====== SOURCE INFORMATION
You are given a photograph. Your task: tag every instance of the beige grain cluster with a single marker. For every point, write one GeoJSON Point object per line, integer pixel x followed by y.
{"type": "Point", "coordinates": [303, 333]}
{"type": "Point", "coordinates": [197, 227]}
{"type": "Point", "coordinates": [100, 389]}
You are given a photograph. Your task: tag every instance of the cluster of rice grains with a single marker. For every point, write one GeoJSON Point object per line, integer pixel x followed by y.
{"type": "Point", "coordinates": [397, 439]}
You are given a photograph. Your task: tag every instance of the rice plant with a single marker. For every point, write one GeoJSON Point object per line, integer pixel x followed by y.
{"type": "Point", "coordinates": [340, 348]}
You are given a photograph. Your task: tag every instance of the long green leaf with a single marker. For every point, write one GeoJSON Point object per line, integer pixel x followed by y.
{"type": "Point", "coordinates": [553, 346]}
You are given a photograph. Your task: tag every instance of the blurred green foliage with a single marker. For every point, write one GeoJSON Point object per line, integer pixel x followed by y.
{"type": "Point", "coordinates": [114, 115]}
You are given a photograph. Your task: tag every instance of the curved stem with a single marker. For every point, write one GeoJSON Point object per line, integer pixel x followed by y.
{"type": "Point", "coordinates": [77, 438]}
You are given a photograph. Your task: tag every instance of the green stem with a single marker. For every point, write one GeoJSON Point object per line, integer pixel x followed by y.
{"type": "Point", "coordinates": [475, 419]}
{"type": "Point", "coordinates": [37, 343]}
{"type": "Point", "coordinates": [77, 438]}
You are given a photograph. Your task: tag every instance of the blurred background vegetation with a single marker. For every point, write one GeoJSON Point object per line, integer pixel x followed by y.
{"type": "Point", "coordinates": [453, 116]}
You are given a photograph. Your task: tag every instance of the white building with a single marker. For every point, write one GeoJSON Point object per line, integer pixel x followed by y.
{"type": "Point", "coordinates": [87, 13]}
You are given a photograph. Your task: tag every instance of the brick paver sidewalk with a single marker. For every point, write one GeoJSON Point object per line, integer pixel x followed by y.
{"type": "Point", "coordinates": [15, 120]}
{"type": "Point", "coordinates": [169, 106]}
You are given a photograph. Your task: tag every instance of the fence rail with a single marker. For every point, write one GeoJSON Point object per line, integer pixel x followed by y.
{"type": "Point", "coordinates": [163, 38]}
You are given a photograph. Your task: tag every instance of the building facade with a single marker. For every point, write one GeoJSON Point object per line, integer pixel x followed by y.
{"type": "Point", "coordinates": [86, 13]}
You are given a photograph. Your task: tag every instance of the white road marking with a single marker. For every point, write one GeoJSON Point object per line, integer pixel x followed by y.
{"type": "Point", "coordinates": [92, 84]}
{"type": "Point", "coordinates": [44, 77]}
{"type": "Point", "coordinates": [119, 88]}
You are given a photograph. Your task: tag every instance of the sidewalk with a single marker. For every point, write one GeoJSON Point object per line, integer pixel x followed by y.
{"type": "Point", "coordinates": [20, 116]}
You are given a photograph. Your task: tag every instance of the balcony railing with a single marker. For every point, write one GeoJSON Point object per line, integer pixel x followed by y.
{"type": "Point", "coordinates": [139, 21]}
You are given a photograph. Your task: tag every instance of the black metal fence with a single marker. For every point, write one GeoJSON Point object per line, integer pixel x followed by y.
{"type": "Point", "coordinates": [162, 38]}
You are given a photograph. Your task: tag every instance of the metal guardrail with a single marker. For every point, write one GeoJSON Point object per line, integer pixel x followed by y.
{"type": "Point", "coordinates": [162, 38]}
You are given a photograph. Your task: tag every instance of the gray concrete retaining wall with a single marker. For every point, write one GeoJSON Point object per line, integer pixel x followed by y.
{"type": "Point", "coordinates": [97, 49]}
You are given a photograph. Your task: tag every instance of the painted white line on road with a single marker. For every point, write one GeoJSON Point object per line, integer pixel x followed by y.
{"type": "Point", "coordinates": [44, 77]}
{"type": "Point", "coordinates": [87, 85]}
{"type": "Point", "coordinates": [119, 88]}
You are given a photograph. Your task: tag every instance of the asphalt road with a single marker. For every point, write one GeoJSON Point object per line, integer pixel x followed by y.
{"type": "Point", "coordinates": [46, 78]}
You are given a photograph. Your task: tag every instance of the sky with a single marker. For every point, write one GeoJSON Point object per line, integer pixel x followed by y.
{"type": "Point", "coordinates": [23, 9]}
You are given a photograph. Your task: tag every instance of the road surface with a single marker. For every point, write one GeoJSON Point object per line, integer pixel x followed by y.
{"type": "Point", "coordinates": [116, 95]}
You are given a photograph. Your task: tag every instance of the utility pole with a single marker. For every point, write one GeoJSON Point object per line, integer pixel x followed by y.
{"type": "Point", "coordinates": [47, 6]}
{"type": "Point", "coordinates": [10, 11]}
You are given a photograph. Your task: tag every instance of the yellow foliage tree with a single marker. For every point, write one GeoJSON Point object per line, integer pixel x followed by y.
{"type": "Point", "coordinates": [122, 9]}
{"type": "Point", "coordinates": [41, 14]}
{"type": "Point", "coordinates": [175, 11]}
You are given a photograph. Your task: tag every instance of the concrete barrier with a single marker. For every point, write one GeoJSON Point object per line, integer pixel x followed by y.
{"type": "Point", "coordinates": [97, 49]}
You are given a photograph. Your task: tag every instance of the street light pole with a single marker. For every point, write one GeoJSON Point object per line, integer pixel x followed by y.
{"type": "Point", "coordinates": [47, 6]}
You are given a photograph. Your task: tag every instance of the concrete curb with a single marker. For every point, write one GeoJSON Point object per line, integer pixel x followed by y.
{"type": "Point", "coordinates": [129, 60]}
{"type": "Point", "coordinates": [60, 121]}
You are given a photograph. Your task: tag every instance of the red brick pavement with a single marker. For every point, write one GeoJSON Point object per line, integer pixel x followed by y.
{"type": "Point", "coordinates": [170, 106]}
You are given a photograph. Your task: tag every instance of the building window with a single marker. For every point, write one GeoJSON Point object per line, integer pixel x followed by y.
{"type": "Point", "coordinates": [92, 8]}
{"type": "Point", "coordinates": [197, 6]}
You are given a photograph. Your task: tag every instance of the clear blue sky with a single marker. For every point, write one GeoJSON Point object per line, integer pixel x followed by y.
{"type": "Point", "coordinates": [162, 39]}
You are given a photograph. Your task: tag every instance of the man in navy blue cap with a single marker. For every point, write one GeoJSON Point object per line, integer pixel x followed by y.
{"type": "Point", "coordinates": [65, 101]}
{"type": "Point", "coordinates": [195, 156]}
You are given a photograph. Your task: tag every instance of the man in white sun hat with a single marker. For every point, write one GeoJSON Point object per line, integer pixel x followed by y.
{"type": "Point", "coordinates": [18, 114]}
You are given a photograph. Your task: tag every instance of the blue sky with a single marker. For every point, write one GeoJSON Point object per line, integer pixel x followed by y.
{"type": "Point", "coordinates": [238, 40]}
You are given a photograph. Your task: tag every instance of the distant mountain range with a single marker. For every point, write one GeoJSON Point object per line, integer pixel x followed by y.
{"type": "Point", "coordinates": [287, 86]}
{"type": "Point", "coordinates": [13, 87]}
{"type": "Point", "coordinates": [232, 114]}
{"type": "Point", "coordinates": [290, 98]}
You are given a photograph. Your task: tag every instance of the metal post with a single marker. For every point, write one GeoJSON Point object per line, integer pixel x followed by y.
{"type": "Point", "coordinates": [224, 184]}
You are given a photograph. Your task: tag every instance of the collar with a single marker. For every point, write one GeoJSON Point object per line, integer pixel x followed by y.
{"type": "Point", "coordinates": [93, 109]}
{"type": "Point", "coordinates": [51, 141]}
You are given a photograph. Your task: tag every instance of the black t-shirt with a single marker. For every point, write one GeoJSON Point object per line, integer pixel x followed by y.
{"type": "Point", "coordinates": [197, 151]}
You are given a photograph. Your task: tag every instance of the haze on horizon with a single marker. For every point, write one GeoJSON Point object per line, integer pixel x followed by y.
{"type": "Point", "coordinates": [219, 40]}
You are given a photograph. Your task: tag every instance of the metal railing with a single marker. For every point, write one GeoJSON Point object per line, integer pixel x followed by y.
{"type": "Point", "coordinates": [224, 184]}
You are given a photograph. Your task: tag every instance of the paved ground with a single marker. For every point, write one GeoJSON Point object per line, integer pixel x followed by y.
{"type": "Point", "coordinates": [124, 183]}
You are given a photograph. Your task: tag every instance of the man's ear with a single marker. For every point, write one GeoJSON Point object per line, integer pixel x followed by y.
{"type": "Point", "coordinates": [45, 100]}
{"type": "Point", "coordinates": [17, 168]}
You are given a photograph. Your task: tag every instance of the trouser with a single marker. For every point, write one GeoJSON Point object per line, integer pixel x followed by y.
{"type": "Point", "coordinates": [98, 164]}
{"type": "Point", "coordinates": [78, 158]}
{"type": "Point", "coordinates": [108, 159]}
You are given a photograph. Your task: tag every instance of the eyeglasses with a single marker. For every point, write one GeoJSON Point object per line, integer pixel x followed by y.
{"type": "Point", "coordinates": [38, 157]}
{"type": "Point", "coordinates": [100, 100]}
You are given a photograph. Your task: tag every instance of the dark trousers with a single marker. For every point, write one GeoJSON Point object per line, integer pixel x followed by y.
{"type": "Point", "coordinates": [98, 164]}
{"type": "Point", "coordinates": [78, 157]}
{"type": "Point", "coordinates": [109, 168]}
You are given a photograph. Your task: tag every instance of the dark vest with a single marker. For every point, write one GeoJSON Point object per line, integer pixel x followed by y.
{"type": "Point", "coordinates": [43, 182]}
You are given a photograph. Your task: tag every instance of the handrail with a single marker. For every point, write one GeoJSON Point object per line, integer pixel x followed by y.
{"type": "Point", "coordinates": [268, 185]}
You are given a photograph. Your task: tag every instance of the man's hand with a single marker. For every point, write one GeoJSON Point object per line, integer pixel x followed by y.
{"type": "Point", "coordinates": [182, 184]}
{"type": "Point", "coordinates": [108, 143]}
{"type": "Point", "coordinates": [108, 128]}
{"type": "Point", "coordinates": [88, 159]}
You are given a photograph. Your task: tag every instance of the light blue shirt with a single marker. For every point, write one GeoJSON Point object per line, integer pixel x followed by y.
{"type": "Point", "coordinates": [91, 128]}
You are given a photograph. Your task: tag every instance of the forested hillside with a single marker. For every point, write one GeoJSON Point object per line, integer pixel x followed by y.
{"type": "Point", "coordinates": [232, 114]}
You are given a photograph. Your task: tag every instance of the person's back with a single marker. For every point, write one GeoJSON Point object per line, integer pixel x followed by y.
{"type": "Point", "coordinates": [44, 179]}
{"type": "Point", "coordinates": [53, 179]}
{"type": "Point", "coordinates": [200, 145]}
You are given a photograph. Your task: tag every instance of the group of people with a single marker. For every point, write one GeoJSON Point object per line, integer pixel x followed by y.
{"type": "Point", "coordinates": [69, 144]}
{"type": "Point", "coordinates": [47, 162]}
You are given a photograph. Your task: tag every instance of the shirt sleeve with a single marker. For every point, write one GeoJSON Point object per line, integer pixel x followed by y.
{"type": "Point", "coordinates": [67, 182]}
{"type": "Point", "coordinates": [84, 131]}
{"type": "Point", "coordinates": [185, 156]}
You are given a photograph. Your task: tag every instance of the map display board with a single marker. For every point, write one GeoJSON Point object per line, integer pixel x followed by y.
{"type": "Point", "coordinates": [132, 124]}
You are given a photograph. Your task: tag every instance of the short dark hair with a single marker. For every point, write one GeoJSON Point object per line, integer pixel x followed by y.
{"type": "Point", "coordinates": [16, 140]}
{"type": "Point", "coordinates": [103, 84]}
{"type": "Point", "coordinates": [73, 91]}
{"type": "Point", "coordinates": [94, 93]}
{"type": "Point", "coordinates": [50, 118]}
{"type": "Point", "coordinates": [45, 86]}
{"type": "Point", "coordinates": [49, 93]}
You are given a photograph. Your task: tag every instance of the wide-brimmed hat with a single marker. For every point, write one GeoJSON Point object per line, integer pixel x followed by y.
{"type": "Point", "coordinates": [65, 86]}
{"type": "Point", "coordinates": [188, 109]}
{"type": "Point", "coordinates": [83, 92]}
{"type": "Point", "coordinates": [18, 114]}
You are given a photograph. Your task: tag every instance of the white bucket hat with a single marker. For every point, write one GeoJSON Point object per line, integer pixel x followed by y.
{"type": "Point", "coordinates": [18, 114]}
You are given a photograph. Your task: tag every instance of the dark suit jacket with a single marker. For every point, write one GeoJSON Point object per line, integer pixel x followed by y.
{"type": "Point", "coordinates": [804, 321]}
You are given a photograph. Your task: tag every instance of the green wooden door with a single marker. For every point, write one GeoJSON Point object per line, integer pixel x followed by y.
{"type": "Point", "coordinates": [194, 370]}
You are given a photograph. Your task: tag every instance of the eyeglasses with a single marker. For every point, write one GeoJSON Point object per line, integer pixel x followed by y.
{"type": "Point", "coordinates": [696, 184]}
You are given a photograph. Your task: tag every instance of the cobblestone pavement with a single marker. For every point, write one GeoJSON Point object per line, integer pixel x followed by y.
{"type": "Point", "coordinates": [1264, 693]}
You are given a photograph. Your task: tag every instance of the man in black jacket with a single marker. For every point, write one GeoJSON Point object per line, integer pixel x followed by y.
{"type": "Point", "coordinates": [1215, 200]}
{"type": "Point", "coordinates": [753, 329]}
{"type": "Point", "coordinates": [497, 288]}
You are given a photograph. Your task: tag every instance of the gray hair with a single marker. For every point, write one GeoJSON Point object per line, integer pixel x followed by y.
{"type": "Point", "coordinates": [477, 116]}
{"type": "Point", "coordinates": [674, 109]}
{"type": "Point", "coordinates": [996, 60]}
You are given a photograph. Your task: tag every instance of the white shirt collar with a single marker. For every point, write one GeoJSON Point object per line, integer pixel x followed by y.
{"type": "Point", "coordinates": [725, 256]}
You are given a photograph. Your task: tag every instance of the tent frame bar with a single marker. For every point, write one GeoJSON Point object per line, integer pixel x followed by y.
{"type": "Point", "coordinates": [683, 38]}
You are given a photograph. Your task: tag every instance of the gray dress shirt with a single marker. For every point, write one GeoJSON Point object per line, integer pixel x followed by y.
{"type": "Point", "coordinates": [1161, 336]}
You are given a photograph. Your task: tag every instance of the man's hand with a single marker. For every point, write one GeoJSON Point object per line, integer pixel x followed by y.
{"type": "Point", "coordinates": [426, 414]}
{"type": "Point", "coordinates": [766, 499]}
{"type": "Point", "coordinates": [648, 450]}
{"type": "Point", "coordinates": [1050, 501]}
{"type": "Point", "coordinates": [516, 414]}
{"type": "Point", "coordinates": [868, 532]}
============
REQUIRED WORK
Copying should begin at the line containing "the gray dress" and end at the last line of the material, with every line in between reproduced exactly.

SOLUTION FOR THIS TASK
You are given a photograph. Your task: tag every instance of the gray dress shirt with a single marker. For every point, write one GeoJSON Point object per line, integer pixel x followed by y.
{"type": "Point", "coordinates": [1161, 336]}
You are given a photograph. Your task: tag every instance of the man's hand with a single marker. For every point, write one GeoJSON Point object per line, integer pixel x followed by y.
{"type": "Point", "coordinates": [426, 414]}
{"type": "Point", "coordinates": [766, 499]}
{"type": "Point", "coordinates": [648, 450]}
{"type": "Point", "coordinates": [1050, 501]}
{"type": "Point", "coordinates": [516, 414]}
{"type": "Point", "coordinates": [868, 532]}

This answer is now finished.